• Dataset entries:

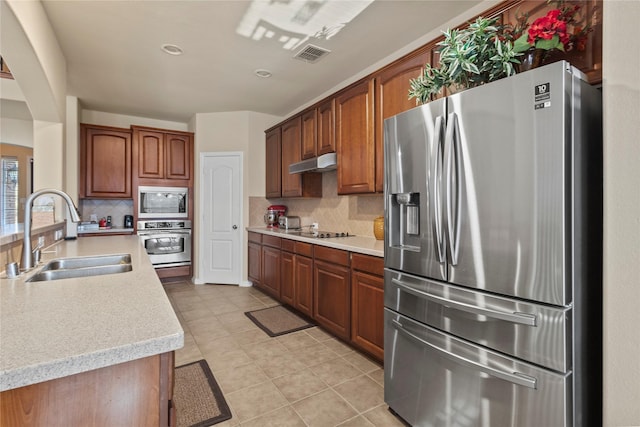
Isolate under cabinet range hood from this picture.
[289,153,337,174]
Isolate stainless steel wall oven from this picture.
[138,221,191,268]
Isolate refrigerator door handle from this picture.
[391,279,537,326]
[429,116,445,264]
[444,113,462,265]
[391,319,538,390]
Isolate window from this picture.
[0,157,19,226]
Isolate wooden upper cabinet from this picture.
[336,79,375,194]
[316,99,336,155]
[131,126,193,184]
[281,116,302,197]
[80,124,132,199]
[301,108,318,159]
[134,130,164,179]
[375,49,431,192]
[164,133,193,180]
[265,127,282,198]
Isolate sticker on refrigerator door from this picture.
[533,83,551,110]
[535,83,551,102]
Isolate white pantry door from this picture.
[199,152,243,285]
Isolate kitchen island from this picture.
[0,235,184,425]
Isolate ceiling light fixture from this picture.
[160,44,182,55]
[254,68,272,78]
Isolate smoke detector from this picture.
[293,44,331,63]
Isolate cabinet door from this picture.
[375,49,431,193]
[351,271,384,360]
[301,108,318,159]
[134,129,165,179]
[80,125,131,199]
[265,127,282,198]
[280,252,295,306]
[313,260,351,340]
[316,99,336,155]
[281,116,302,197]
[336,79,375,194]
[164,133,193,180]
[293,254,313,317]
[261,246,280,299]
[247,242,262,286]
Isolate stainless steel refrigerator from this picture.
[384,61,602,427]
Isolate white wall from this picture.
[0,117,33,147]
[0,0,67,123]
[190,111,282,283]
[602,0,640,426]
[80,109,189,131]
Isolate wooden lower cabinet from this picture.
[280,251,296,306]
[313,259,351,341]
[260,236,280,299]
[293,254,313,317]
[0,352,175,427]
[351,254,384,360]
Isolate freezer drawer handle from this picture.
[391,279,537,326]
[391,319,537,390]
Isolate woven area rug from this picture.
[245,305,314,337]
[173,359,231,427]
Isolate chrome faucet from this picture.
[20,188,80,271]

* * *

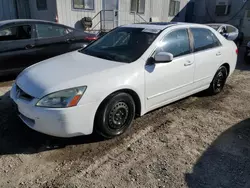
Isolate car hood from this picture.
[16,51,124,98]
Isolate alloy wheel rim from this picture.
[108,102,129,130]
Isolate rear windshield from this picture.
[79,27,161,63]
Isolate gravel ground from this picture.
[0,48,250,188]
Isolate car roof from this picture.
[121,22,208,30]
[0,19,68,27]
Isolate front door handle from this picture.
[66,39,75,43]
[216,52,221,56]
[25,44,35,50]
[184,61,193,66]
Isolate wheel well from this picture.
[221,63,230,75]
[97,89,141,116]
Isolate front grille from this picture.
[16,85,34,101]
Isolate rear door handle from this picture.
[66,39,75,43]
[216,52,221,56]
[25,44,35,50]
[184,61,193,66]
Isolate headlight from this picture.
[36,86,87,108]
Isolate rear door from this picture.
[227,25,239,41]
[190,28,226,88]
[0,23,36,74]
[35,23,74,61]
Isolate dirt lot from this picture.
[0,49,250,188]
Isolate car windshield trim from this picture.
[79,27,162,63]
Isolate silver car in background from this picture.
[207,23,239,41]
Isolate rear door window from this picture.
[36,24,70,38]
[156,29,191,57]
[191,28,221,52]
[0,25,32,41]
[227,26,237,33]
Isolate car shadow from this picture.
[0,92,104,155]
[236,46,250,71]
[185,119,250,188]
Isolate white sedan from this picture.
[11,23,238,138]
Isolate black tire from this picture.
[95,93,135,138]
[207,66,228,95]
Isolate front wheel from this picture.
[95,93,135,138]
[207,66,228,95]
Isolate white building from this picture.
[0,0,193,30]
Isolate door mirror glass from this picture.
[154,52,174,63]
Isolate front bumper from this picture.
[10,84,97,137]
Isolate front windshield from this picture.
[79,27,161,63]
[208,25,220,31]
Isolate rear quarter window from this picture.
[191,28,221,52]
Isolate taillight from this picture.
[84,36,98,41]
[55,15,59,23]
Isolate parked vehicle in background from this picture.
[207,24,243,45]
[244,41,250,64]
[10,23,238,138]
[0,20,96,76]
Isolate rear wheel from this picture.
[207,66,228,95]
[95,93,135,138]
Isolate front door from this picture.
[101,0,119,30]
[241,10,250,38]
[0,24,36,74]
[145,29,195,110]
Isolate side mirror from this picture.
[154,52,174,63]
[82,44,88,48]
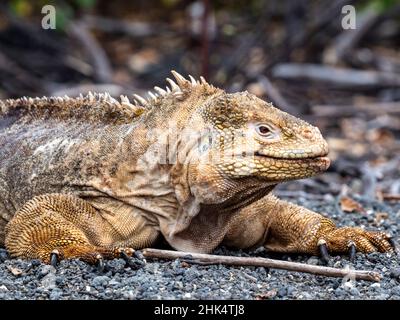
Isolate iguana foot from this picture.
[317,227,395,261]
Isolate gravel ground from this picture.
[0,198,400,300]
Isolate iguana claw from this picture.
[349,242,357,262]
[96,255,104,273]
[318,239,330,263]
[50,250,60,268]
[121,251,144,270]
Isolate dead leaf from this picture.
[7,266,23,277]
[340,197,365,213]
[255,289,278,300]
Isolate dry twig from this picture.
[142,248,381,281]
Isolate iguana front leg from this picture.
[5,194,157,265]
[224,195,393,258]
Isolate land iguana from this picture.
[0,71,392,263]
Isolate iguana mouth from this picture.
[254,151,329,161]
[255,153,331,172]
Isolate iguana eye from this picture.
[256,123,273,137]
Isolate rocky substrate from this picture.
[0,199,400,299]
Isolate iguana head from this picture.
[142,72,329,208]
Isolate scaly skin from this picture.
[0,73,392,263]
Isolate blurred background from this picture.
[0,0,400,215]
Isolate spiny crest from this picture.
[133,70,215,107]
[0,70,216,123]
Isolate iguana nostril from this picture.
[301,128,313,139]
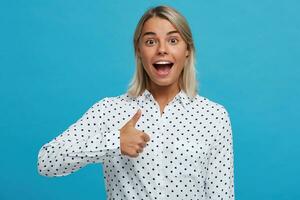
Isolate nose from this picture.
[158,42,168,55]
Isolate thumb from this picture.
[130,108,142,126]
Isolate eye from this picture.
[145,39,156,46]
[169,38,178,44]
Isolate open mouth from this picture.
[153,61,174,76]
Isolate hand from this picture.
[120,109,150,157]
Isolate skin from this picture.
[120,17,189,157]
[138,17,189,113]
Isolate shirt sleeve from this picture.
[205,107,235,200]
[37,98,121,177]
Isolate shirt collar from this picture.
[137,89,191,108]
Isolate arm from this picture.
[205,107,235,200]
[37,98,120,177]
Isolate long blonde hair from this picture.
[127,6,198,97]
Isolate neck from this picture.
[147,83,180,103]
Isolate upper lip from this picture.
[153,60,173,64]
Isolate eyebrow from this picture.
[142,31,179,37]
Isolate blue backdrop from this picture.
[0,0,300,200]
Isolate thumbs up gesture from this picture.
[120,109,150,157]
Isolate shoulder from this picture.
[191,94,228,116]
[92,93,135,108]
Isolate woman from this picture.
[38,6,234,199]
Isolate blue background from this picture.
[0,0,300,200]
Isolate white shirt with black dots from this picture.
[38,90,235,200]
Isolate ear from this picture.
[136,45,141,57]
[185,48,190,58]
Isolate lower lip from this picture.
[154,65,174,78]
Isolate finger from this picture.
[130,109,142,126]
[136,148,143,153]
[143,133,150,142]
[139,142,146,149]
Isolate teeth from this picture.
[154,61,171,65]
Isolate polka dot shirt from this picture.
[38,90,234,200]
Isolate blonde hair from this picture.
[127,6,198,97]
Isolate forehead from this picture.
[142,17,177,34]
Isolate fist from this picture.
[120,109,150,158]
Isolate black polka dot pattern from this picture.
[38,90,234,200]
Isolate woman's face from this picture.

--

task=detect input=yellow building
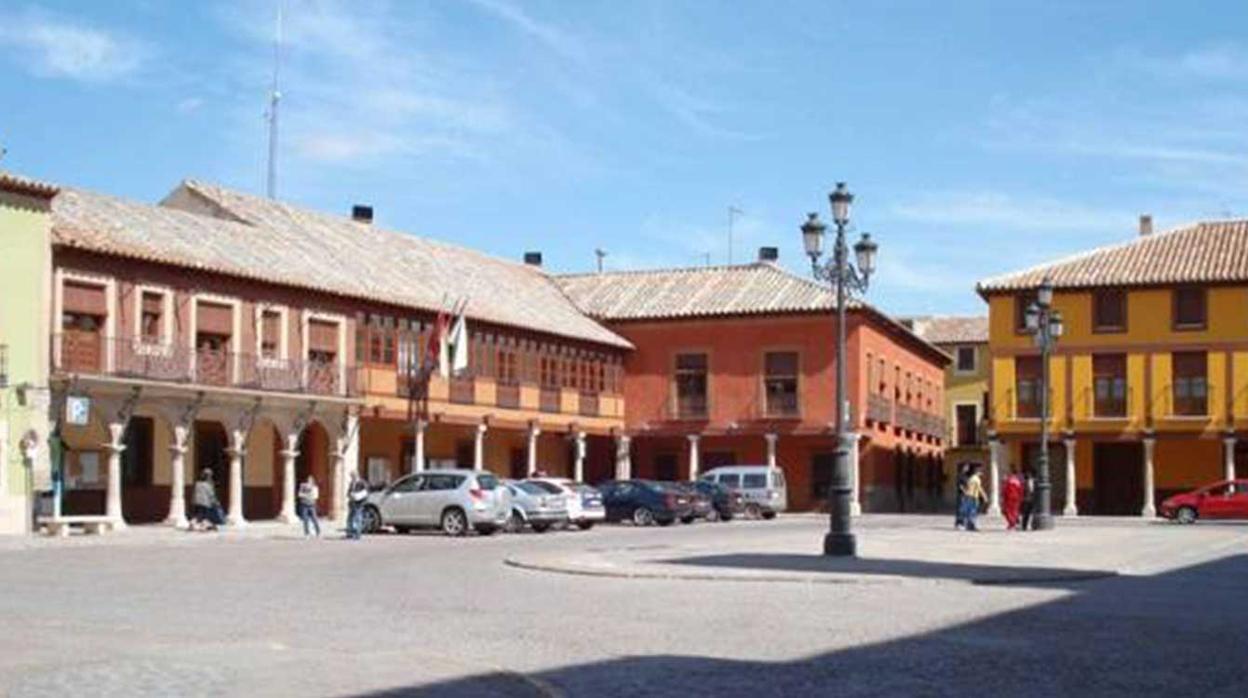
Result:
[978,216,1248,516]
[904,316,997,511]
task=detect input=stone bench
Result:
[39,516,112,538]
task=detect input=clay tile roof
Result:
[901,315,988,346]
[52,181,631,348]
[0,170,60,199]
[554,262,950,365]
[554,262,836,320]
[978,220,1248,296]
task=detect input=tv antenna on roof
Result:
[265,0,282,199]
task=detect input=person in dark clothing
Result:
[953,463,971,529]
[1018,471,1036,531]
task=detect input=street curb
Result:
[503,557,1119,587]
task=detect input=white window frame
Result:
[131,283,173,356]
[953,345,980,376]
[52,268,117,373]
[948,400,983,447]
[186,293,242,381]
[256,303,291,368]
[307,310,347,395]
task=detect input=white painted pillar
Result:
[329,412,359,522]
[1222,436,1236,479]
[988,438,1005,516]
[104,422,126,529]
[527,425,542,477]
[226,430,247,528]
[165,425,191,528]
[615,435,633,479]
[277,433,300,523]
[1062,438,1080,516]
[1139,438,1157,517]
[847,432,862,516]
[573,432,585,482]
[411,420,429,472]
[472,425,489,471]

• Given task:
Can you give the records starting at the line containing "Isolate front grille from this picture." and ending at the line containing "[0,20,96,76]" as a two-column CSV with the columns text and answer? Use one row per record, put each field in quotation marks, and turn any line breaks into spaces.

• Written answer:
text,answer
"Isolate front grille from this picture.","[16,85,34,101]"
"Isolate rear door handle from this picture.","[66,39,75,43] [216,52,221,56] [25,44,35,50] [184,61,193,66]"
"Isolate headlight from this picture.","[36,86,87,108]"
"Isolate rear door from this picture.","[227,25,239,41] [190,28,226,88] [0,23,36,74] [35,23,74,61]"
"Isolate dirt lot from this picture.","[0,49,250,188]"
"Isolate car windshield trim from this picture.","[79,27,162,63]"
"Isolate silver car in background from this picture.","[207,23,239,41]"
"Isolate rear door window from this picture.","[36,24,70,38] [156,29,191,57] [191,28,221,52] [0,25,32,41] [227,26,237,33]"
"Isolate car shadow from this picture.","[0,92,104,155] [236,46,250,71] [185,119,250,188]"
"Isolate white sedan from this picture.","[11,23,238,138]"
"Isolate black tire from this picture.","[95,93,135,138] [207,66,228,95]"
"Isolate front wheel from this picture.","[95,93,135,138] [207,66,228,95]"
"Isolate white building from this picture.","[0,0,193,30]"
"Isolate door mirror glass from this picture.","[154,52,174,63]"
"Isolate front bumper from this picture.","[10,84,97,137]"
"Isolate front windshield from this picture.","[79,27,161,63] [208,25,220,31]"
"Isolate rear quarter window from this picture.","[191,28,221,52]"
"Isolate taillight from this picture.","[84,36,98,41] [55,15,59,23]"
"Isolate parked vehicle in background from this picture.","[207,24,243,45] [244,41,250,64] [10,23,238,138] [0,20,96,76]"